→ **Work order**:
Without changing a word, copy every line of the listing below and leave out the images.
================================
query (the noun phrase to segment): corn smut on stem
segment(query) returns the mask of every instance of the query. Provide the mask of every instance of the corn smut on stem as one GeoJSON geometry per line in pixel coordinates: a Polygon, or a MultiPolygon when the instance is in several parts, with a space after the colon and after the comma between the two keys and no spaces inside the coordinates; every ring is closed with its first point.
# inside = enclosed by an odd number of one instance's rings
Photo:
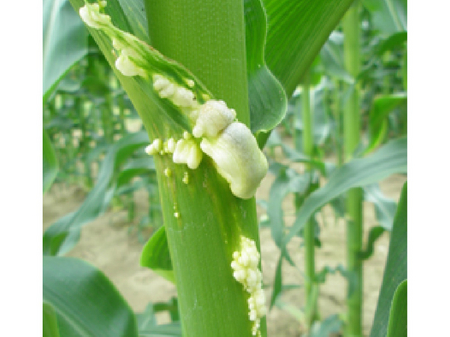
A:
{"type": "Polygon", "coordinates": [[[106,5],[85,4],[80,16],[111,39],[123,84],[124,77],[149,83],[172,109],[165,121],[157,102],[144,107],[139,92],[127,91],[152,139],[147,152],[155,156],[184,335],[265,336],[264,311],[249,312],[251,294],[231,267],[242,236],[259,246],[253,195],[267,171],[248,129],[243,3],[146,1],[156,49],[114,27],[106,5]]]}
================================
→ **Answer to the exercise**:
query (the noun phrase to segment): corn smut on stem
segment(query) returns the mask of every instance of the query. Provide the mask of every instance of the corn smut on stem as one GeoJSON geometry per line in pixel coordinates: a Polygon, or a MultiPolygon when the instance is in several parts, with a space after the colon and after the comma between the two keys and no spaces inside the coordinates; every ring is closed with its first point.
# inside = enclosed by an odd number of one instance's rings
Photo:
A:
{"type": "Polygon", "coordinates": [[[106,5],[85,4],[80,16],[111,39],[123,84],[124,77],[149,83],[172,109],[165,121],[157,102],[144,107],[139,92],[127,91],[152,139],[147,152],[155,156],[184,335],[265,336],[264,311],[249,312],[251,294],[231,267],[242,236],[259,246],[253,195],[267,171],[248,129],[243,3],[146,1],[156,49],[114,27],[106,5]]]}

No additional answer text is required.